### MATERIAL SUPPLIED
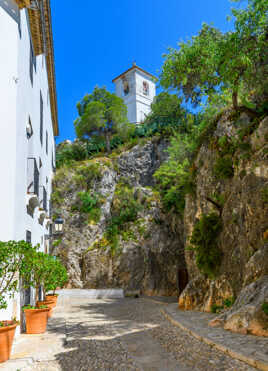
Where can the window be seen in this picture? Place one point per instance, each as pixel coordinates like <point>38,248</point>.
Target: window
<point>41,118</point>
<point>46,142</point>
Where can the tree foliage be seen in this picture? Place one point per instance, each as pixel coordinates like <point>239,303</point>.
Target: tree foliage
<point>102,114</point>
<point>213,62</point>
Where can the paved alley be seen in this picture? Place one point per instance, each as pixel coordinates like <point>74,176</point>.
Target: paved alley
<point>114,334</point>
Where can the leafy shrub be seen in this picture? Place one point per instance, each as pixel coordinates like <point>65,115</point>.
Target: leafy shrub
<point>204,239</point>
<point>223,168</point>
<point>264,194</point>
<point>125,209</point>
<point>216,308</point>
<point>88,203</point>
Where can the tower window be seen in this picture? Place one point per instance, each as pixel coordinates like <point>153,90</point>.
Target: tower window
<point>125,87</point>
<point>145,88</point>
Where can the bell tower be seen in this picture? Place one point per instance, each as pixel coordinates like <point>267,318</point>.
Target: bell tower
<point>137,88</point>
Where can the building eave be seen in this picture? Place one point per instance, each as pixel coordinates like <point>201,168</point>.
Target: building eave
<point>133,68</point>
<point>42,37</point>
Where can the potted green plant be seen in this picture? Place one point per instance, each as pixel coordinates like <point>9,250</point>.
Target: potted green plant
<point>57,277</point>
<point>12,264</point>
<point>36,316</point>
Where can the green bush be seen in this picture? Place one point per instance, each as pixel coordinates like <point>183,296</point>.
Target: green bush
<point>204,239</point>
<point>90,204</point>
<point>223,168</point>
<point>124,210</point>
<point>216,308</point>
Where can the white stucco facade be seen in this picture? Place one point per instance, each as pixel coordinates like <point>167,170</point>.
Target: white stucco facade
<point>137,88</point>
<point>24,103</point>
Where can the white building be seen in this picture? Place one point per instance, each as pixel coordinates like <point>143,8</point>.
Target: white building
<point>28,124</point>
<point>137,88</point>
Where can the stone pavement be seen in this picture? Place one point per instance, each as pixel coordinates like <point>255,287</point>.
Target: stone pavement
<point>115,334</point>
<point>248,348</point>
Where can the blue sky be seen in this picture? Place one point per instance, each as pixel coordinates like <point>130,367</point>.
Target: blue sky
<point>95,41</point>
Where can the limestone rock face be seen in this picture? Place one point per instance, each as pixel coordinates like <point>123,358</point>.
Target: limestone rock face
<point>148,261</point>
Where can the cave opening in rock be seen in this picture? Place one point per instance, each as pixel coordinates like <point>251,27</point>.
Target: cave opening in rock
<point>183,280</point>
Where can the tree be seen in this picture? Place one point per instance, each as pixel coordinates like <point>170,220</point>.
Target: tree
<point>212,62</point>
<point>102,114</point>
<point>56,277</point>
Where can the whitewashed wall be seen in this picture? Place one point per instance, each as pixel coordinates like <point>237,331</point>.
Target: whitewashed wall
<point>138,104</point>
<point>19,100</point>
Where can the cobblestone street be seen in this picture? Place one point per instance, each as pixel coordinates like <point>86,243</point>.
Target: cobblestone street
<point>115,334</point>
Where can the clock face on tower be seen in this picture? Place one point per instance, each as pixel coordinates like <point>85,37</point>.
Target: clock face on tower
<point>126,86</point>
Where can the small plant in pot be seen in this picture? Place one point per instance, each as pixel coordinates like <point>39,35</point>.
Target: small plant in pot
<point>57,277</point>
<point>36,316</point>
<point>12,263</point>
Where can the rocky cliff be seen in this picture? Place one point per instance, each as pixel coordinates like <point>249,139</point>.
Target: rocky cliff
<point>117,234</point>
<point>240,199</point>
<point>139,252</point>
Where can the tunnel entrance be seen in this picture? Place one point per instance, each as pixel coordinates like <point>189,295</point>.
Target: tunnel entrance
<point>183,279</point>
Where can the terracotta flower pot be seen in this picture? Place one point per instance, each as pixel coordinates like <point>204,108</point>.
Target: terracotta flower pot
<point>53,298</point>
<point>48,303</point>
<point>6,339</point>
<point>36,320</point>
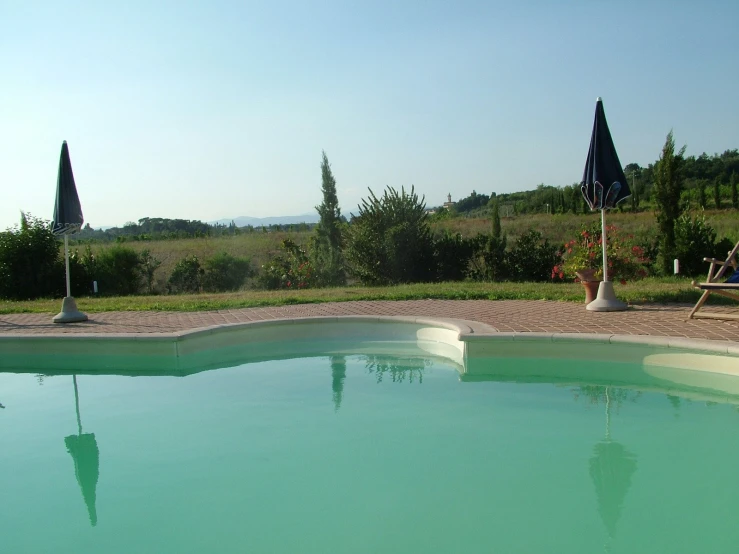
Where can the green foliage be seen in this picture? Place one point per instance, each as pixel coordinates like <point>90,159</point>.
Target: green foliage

### PROMPT
Print all of the records shown above exactly, leaving out each picture.

### TASK SOLUTION
Where can the window be seen in this picture? Place one point per instance, each as pixel coordinates like <point>38,248</point>.
Target: window
<point>41,118</point>
<point>46,142</point>
Where can the tree foliage be seen in this picture? Place one point per instance, each as pixel coordinates like <point>239,303</point>.
Target: tree foliage
<point>102,114</point>
<point>213,62</point>
Where can the paved alley be seen in this picture? Place one point per instance, each as pixel coordinates like <point>74,176</point>.
Target: paved alley
<point>114,334</point>
Where can the leafy shrub be seen in this picture? Place one point per instance, each as pixel coordinates like <point>65,115</point>.
Target: leafy shrub
<point>204,239</point>
<point>223,168</point>
<point>264,194</point>
<point>125,209</point>
<point>216,308</point>
<point>88,203</point>
Where can the tower window be seen in this picture? Place one point per instance, each as pixel coordinates like <point>153,90</point>.
Target: tower window
<point>125,87</point>
<point>145,88</point>
Where can the bell tower be seen in this picture? Place one point per instance, each as pixel coordinates like <point>267,318</point>.
Target: bell tower
<point>137,88</point>
Where can the building eave be seen in this picture? Place one point per instance, each as pixel coordinates like <point>201,168</point>.
Target: building eave
<point>133,68</point>
<point>42,37</point>
Where can the potted green plant be seen in this picture? Place one point per instance, each as pixel coordinates like <point>9,250</point>.
Target: potted green plant
<point>57,277</point>
<point>12,264</point>
<point>36,316</point>
Where can the green bush be seen in this picture? Place one point per instance, each as pixel coordinates like <point>183,296</point>.
Target: green bush
<point>204,239</point>
<point>90,204</point>
<point>223,168</point>
<point>124,210</point>
<point>216,308</point>
Where can the white stucco facade be seen in this picture? Place one point per instance, each as pixel coordinates like <point>167,170</point>.
Target: white stucco facade
<point>137,88</point>
<point>24,103</point>
Where can the white building be seen in this picture? Place one point per instance, each as pixel coordinates like <point>143,8</point>.
Target: white building
<point>28,124</point>
<point>137,88</point>
Where can the stone pavement be seen in this picture? Place one point per instance, each as pixel coordinates like <point>255,287</point>.
Target: stone pavement
<point>115,334</point>
<point>248,348</point>
Where can the blue sky be seen in this picture? Place one point per instance, each as pixel coordinates like <point>130,367</point>.
Target: blue sky
<point>95,41</point>
Where can the limestone rock face be seen in this picture? Place one point per instance, each as pixel coordinates like <point>123,358</point>.
Target: limestone rock face
<point>148,261</point>
Where can the cave opening in rock be seen in this picture? Place one point per instance, each as pixel coordinates like <point>251,27</point>.
Target: cave opening in rock
<point>183,280</point>
Where can the tree be seen in this picture? Place one point per instance, each as pixel coordinates like <point>170,220</point>.
Target: tree
<point>212,62</point>
<point>102,114</point>
<point>56,277</point>
Where can the whitewashed wall be seen in this picture? Place one point per instance, each as pixel coordinates like <point>237,331</point>.
Target: whitewashed wall
<point>138,104</point>
<point>19,100</point>
Where can the cobblestone street be seen in this picture? Place one point per instance, each as pixel coordinates like <point>86,243</point>.
Target: cobblestone street
<point>115,334</point>
Where can the clock face on tower be seen in this picture? Place one point per instance, each as pixel coordinates like <point>85,37</point>.
Target: clock face on tower
<point>126,86</point>
Where can the small plant in pot be seen in this picture? Place one point per instance, each as pixel coordinates like <point>39,35</point>.
Target: small plant in pot
<point>57,277</point>
<point>36,316</point>
<point>12,263</point>
Where can the rocky cliff be seen in this picture? Place one point per instance, each as pixel coordinates like <point>249,139</point>.
Target: rocky cliff
<point>117,234</point>
<point>240,199</point>
<point>139,252</point>
Where can the tunnel entrance be seen in this picture? Place one point per instance, each as pixel coordinates like <point>189,295</point>.
Target: tunnel entrance
<point>183,279</point>
Where can the terracotta flower pot be seen in this picture? Place one point per instance, each as pixel coordinates like <point>204,108</point>.
Target: terracotta flower pot
<point>53,298</point>
<point>48,303</point>
<point>6,339</point>
<point>36,320</point>
Where can the green foliage be seen in this picture? Place one point per instance, each as pixel coordinates like <point>90,159</point>.
Target: green foliage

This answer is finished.